[EXERCISE DIRECTIONS] Copy each of the pointing records below word for word, keeping every line in its original order.

[Pointing records]
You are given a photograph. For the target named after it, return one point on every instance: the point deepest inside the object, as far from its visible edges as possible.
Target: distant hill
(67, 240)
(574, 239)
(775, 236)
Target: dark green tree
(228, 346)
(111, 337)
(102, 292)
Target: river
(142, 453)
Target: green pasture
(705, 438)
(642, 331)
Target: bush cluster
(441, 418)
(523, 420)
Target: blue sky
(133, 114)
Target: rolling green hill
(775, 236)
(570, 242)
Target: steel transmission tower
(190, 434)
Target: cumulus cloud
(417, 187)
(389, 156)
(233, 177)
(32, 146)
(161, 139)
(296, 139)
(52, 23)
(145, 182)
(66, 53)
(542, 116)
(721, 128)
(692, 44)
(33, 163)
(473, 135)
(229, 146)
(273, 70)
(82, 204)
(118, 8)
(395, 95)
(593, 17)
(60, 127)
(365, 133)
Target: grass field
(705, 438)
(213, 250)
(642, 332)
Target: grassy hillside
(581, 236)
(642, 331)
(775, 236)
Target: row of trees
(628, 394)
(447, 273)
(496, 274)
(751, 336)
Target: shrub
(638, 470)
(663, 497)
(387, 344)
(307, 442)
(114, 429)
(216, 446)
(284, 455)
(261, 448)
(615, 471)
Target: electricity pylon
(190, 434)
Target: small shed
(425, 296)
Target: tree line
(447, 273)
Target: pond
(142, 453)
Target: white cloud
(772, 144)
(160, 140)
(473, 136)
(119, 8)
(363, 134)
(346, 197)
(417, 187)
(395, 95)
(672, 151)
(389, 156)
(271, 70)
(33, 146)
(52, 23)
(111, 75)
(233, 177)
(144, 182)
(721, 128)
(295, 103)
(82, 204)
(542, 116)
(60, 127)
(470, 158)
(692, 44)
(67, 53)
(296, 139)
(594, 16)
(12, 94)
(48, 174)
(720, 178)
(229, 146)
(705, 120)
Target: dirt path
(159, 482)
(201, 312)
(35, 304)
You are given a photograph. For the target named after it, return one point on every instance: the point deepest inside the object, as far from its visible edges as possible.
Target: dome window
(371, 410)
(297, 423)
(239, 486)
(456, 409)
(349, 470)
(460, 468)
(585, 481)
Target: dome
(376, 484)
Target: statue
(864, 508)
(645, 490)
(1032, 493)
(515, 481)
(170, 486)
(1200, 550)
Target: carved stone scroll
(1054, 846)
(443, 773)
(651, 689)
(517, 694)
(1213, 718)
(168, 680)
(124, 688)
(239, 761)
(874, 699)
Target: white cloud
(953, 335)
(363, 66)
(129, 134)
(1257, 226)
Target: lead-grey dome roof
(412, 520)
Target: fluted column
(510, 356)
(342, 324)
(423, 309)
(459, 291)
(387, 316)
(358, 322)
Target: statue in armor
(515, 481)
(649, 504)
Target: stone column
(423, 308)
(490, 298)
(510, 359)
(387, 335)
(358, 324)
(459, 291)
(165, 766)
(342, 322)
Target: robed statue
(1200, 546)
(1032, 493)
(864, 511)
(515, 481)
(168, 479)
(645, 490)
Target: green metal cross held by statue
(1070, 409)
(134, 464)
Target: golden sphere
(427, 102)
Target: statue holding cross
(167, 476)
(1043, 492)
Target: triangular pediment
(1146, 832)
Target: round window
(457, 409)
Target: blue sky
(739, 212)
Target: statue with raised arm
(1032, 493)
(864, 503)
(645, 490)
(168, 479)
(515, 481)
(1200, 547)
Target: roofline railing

[EXERCISE RESPONSE]
You are given a photograph. For the target named after it, return one point on every instance: the point deepest inside the object, as far from its visible edges as possible.
Target: distant hill
(67, 240)
(574, 239)
(775, 236)
Target: dark green tree
(228, 346)
(111, 337)
(102, 292)
Target: river
(142, 453)
Target: green pasture
(705, 438)
(642, 331)
Target: bush cluster
(441, 418)
(523, 420)
Target: blue sky
(133, 114)
Target: rolling green hill
(775, 236)
(570, 242)
Target: steel transmission tower
(190, 434)
Target: cumulus cloud
(417, 187)
(389, 156)
(233, 177)
(32, 146)
(161, 139)
(296, 139)
(52, 23)
(145, 182)
(66, 53)
(542, 116)
(721, 128)
(692, 44)
(33, 163)
(473, 135)
(229, 146)
(273, 70)
(82, 204)
(118, 8)
(395, 95)
(593, 17)
(60, 127)
(365, 133)
Target: grass field
(705, 438)
(213, 250)
(642, 332)
Target: grassy hillside
(581, 236)
(642, 331)
(775, 236)
Target: row of trees
(628, 394)
(447, 273)
(496, 274)
(751, 336)
Target: shrub
(638, 470)
(663, 497)
(387, 344)
(307, 442)
(114, 429)
(216, 446)
(284, 455)
(261, 448)
(615, 471)
Target: electricity pylon
(190, 434)
Target: small shed
(425, 296)
Target: tree line
(447, 273)
Target: pond
(142, 453)
Target: white cloud
(772, 144)
(160, 140)
(473, 136)
(119, 8)
(363, 134)
(346, 197)
(417, 187)
(395, 95)
(672, 151)
(389, 156)
(271, 70)
(33, 146)
(52, 23)
(111, 75)
(233, 177)
(144, 182)
(721, 128)
(295, 103)
(82, 204)
(542, 116)
(60, 127)
(470, 158)
(692, 44)
(67, 53)
(296, 139)
(594, 16)
(12, 94)
(48, 174)
(720, 178)
(229, 146)
(705, 120)
Target: dirt path
(159, 482)
(201, 312)
(35, 304)
You are given a photograph. For the target named after it, return one point on every instance: the point deepest inside the object, as far from its visible edges as possible.
Target: dome window
(371, 410)
(297, 423)
(239, 486)
(456, 409)
(349, 470)
(460, 468)
(585, 481)
Target: dome
(376, 484)
Target: statue
(864, 508)
(645, 490)
(1032, 493)
(515, 481)
(170, 486)
(1200, 550)
Target: carved stone scroll
(1054, 846)
(443, 773)
(651, 689)
(517, 694)
(1213, 718)
(168, 680)
(124, 688)
(239, 761)
(874, 699)
Target: white cloud
(953, 335)
(363, 66)
(129, 134)
(1257, 226)
Target: lead-grey dome roof
(412, 520)
Target: fluted column
(510, 356)
(342, 324)
(423, 309)
(459, 291)
(387, 316)
(358, 322)
Target: statue in armor
(515, 481)
(649, 504)
Target: stone column
(423, 308)
(490, 298)
(510, 359)
(387, 335)
(358, 324)
(459, 291)
(165, 766)
(342, 322)
Target: robed statue
(1200, 546)
(1032, 493)
(864, 511)
(515, 481)
(168, 479)
(645, 490)
Target: green metal cross held by statue
(1070, 409)
(134, 464)
Target: golden sphere
(427, 102)
Target: statue holding cross
(167, 476)
(1043, 492)
Target: triangular pediment
(1146, 832)
Target: round window
(457, 409)
Target: blue sky
(739, 212)
Target: statue with raised arm
(1032, 493)
(864, 503)
(645, 490)
(168, 479)
(515, 481)
(1200, 547)
Target: roofline railing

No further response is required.